> **Passage provided**:
────────────────────

The study found the last detectable level of betamethasone in plasma at an average of 64 hours post-injection and 69 hours in urine, although those measurements were using .05 nanograms per milliliter (or 50 picograms per mL) of plasma and .25 nanograms per milliliter (or 250 picograms per mL) of urine as their limit of detection – much larger concentrations than what was detected in the Medina Spirit case.
More interestingly though, in 2017 the journal Drug Testing and Analysis published a study which examined the concentrations of betamethasone in blood, urine, and joint fluid in Thoroughbreds. That study found that when betamethasone was injected in a horse's joint, concentrations of the drug in fell below detectable levels much sooner in plasma (96 hours) and urine (seven days) than it did in joint fluid. It took between 14 and 21 days for the drug to disappear from joint fluid in the joint that received the treatment.
“One of the basic tenants of pharmacokinetic/pharmacodynamic analysis is that blood levels reflect drug concentrations at the site of pharmacologic effect, thereby allowing the extent and duration of effect to be estimated based on blood concentrations,” wrote the study authors, led by Dr. Heather Kynch. “However, this does not appear to be the case for intra-articular corticosteroids.”

────────────────────

Point localization data:
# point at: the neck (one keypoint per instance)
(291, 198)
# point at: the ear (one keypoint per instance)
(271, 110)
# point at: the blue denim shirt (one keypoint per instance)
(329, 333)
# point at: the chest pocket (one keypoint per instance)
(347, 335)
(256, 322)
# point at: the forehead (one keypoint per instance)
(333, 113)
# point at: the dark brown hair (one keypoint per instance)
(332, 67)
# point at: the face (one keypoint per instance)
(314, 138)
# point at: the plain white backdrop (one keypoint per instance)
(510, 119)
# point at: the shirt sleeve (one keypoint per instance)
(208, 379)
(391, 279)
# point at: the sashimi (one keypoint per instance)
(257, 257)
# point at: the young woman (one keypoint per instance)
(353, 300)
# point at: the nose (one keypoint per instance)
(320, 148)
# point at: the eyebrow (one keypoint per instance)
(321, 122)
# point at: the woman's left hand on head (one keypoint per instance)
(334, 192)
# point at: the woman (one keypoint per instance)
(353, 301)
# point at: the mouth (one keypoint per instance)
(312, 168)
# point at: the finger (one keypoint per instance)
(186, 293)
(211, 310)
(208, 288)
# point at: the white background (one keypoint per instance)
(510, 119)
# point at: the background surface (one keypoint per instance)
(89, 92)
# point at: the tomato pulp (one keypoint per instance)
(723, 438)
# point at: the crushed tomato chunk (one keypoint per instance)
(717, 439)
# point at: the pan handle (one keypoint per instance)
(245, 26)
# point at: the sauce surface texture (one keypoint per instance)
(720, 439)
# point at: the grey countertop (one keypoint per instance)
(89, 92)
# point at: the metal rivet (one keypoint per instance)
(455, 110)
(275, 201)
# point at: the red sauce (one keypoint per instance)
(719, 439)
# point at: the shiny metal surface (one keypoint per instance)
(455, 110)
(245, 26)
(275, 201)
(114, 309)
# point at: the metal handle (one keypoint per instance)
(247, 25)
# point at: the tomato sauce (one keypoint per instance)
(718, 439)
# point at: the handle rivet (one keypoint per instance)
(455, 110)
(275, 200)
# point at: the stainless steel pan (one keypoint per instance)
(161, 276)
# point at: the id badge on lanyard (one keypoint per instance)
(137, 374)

────────────────────

> **Exercise instructions**:
A - Transcribe the passage on betamethasone, starting with "The study found" and going on through "Medina Spirit case.".
B - Mark each statement yes or no against the passage on betamethasone, and quote the words that decide it: (i) In the 2017 study, betamethasone stayed detectable in joint fluid longer than in plasma. (ii) The earlier study's limit of detection in urine was 50 picograms per mL. (iii) The 2017 study was published in the journal Drug Testing and Analysis.
These rows have no connection to the passage on betamethasone.

> **Per-task answers**:
A -
The study found the last detectable level of betamethasone in plasma at an average of 64 hours post-injection and 69 hours in urine, although those measurements were using .05 nanograms per milliliter (or 50 picograms per mL) of plasma and .25 nanograms per milliliter (or 250 picograms per mL) of urine as their limit of detection – much larger concentrations than what was detected in the Medina Spirit case.

B -
(i) Yes: "fell below detectable levels much sooner in plasma (96 hours) and urine (seven days) than it did in joint fluid"
(ii) No: ".25 nanograms per milliliter (or 250 picograms per mL) of urine"
(iii) Yes: "in 2017 the journal Drug Testing and Analysis published a study"